### Material
-- BEGIN --

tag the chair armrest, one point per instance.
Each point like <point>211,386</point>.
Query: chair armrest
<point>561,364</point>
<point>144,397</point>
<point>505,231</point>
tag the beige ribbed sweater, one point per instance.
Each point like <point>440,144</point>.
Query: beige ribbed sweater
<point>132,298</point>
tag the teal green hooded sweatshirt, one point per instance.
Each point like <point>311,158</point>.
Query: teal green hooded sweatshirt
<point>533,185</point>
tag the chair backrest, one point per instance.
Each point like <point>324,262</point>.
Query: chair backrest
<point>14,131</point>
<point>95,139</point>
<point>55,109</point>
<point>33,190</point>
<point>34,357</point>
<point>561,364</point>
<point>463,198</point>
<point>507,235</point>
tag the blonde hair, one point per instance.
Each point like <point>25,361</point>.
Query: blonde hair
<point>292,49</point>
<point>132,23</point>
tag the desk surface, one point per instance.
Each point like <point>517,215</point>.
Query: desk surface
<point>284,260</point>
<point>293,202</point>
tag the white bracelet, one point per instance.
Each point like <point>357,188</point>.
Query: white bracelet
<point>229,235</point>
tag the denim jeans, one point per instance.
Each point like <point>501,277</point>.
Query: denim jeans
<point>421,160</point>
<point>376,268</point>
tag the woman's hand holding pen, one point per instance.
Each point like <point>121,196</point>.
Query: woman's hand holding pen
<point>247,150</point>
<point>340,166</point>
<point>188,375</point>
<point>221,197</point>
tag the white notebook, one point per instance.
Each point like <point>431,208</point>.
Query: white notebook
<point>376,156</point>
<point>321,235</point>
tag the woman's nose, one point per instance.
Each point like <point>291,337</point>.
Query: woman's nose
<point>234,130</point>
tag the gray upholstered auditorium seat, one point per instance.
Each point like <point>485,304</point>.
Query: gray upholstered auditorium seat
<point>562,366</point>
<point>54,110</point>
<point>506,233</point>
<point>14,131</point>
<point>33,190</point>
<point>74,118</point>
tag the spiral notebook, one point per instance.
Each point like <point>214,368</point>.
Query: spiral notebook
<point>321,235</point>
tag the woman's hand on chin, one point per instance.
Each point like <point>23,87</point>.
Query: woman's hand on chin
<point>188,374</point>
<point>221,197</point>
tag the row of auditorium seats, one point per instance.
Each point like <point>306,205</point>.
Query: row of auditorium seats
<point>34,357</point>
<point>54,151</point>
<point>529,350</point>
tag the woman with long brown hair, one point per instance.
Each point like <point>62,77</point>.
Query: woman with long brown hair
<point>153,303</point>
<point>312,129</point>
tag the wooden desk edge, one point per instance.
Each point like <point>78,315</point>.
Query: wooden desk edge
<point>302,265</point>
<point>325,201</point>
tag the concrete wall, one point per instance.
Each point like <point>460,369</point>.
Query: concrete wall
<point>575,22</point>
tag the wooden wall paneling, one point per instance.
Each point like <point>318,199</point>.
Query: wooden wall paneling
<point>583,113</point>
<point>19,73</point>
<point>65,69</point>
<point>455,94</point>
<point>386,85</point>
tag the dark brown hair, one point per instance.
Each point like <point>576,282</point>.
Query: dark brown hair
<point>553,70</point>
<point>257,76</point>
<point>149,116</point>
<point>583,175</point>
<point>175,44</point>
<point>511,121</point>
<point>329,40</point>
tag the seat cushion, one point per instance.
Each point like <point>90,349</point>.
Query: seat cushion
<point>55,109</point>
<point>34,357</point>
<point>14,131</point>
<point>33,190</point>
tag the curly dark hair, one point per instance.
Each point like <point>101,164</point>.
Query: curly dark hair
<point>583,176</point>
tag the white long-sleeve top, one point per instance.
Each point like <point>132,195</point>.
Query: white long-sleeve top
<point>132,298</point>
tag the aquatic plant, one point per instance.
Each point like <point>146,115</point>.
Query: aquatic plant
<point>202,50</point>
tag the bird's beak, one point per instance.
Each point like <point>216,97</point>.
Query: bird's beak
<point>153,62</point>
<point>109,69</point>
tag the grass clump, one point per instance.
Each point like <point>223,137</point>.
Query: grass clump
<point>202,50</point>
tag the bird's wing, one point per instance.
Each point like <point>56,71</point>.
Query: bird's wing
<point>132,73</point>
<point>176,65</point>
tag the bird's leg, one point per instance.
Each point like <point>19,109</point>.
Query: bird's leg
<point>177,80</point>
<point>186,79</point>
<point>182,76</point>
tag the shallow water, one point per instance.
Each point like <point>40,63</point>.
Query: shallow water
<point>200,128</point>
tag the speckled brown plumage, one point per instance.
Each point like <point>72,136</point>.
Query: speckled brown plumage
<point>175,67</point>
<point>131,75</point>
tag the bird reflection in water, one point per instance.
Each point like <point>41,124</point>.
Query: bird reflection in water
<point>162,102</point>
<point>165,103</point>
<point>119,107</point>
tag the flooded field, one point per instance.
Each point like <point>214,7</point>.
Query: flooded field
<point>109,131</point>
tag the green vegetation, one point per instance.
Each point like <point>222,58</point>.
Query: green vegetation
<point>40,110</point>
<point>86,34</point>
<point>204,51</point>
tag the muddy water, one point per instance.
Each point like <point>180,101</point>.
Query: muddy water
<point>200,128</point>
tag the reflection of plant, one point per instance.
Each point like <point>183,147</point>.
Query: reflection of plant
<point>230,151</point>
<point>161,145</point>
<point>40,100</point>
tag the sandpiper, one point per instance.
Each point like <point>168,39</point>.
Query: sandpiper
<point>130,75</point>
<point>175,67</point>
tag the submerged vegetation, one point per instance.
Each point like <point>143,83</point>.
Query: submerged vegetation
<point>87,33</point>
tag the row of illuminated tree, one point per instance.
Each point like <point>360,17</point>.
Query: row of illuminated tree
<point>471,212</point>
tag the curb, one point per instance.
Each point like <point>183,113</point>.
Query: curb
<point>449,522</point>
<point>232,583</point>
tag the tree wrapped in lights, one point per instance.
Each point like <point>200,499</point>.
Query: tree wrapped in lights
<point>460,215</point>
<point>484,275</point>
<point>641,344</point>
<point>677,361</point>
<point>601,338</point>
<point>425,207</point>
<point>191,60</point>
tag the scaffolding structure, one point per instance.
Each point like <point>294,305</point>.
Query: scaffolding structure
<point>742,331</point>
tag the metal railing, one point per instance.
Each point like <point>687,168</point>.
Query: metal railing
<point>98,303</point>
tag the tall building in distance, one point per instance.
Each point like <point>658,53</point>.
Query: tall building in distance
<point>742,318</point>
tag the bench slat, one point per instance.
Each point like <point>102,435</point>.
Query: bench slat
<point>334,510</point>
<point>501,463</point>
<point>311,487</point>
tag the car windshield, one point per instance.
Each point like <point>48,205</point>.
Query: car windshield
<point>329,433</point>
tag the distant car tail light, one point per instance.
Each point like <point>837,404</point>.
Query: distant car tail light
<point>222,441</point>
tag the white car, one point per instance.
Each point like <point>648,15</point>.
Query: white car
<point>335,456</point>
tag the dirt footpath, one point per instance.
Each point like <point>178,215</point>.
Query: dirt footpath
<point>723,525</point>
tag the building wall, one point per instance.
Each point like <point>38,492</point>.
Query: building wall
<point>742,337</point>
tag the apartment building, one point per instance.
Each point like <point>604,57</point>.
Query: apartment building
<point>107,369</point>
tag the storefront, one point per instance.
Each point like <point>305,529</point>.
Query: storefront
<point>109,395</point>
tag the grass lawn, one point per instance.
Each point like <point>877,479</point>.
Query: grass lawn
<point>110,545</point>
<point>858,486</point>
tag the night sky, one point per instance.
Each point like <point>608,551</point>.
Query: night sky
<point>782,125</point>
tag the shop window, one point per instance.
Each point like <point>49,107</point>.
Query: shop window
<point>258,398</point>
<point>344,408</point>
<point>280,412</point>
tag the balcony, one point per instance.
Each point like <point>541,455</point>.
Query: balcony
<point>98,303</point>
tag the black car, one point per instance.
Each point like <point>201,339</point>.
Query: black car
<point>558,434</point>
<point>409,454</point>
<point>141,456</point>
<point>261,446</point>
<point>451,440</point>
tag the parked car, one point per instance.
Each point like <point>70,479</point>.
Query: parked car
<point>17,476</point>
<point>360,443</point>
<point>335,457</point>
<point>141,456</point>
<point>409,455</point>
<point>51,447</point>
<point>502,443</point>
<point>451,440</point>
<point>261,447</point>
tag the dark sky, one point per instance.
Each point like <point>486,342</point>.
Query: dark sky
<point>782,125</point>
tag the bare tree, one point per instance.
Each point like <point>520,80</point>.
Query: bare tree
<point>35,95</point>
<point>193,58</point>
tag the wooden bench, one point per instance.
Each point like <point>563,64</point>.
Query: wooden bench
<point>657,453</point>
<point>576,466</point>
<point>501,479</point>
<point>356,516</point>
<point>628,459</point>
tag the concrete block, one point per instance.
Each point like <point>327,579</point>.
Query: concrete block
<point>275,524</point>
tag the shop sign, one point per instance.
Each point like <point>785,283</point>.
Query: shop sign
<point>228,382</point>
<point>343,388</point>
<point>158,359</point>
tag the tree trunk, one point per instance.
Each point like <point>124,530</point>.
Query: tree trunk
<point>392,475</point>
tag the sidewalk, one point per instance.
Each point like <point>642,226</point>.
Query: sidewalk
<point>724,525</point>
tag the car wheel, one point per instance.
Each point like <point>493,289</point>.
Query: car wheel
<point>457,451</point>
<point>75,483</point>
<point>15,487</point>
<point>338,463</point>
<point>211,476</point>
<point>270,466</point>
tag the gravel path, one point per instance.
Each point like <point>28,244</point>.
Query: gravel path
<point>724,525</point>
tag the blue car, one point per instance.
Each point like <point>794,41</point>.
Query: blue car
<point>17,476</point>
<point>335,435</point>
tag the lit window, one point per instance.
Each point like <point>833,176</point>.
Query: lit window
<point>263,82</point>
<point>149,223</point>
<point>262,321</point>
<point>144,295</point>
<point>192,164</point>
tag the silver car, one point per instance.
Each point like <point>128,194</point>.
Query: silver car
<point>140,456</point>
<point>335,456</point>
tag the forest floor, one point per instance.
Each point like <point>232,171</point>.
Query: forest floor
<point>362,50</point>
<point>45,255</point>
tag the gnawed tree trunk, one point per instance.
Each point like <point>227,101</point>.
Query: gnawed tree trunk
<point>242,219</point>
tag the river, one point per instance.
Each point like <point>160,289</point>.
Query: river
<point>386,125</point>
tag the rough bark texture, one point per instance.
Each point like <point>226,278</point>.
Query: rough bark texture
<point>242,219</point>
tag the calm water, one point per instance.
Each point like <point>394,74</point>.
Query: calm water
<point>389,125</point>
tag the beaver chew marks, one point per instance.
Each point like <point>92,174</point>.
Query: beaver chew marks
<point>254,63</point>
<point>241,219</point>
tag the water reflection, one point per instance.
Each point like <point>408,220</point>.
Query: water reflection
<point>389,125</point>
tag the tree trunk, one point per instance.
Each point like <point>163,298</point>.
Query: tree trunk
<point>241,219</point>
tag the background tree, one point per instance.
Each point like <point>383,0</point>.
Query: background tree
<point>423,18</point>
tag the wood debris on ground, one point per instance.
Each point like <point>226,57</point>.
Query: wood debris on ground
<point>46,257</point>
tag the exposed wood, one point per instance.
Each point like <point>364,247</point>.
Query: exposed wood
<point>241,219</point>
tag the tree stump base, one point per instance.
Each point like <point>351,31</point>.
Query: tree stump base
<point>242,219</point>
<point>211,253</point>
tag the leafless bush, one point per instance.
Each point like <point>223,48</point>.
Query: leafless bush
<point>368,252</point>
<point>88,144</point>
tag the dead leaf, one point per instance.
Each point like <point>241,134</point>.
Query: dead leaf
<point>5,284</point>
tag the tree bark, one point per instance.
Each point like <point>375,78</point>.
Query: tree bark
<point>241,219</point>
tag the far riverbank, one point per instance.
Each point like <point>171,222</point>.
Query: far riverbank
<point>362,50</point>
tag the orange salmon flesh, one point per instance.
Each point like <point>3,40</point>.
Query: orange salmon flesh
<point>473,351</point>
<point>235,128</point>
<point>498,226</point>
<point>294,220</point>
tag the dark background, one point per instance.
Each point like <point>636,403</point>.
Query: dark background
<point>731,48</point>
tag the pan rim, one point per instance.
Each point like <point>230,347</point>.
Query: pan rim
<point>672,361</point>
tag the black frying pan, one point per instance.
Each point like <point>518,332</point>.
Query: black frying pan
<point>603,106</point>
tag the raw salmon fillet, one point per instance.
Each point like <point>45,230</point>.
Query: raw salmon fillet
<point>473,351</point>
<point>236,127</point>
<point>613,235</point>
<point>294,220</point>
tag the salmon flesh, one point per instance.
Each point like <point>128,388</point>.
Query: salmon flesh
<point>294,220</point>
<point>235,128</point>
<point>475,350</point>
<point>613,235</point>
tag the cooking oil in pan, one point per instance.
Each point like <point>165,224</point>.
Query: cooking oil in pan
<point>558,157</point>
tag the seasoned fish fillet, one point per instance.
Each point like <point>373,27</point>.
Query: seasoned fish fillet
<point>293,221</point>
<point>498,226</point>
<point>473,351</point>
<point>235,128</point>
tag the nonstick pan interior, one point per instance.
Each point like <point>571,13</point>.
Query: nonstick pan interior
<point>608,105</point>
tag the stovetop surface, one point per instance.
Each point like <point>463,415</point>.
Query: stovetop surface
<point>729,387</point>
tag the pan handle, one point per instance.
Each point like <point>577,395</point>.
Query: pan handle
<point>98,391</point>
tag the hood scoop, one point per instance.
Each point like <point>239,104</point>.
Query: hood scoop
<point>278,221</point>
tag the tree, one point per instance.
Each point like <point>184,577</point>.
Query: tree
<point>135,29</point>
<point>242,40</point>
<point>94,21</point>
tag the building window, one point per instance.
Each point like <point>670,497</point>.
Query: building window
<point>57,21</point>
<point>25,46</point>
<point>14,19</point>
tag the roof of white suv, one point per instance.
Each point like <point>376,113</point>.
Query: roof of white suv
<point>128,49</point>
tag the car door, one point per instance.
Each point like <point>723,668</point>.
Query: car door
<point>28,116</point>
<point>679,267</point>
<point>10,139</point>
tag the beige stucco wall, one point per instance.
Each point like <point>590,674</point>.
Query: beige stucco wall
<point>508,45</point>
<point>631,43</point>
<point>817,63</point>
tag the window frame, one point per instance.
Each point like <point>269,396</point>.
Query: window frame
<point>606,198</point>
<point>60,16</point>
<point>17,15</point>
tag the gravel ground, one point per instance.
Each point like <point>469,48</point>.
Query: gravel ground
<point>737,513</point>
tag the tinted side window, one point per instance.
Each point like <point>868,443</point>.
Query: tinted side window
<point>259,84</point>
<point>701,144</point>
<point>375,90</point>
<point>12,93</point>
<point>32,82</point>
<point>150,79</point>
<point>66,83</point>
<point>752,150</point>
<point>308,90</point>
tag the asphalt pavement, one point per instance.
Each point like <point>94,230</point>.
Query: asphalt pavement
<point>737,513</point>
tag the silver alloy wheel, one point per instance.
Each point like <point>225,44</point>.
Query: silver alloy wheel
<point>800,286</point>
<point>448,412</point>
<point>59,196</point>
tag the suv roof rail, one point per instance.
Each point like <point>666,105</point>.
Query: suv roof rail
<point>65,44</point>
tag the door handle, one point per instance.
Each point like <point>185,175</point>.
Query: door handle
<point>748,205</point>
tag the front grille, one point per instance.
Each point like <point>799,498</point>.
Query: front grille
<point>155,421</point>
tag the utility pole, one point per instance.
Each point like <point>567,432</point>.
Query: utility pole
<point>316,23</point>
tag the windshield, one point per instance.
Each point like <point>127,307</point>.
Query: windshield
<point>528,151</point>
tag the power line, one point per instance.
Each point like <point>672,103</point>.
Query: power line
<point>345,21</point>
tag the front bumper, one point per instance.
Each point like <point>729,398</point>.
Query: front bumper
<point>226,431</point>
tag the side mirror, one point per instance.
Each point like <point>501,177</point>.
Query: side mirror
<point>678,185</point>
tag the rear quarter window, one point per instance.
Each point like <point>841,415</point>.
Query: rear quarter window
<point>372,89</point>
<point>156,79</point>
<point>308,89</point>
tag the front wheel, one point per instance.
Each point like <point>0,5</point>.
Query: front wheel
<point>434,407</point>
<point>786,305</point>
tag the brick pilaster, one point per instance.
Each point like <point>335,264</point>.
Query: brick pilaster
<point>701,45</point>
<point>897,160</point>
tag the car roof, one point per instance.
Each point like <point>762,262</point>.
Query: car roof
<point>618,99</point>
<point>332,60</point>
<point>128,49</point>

-- END --

### Written request
Copy out the lines of the data that begin with the line containing "tag the dirt" and continue through the line containing "<point>107,369</point>", both of those included.

### Task result
tag the dirt footpath, one point per instance.
Each point like <point>178,215</point>.
Query: dirt footpath
<point>723,525</point>
tag the building wall, one point per instance.
Each point like <point>38,492</point>.
Query: building wall
<point>742,337</point>
tag the apartment building, one point per instance.
Each point like <point>604,57</point>.
Query: apartment building
<point>107,369</point>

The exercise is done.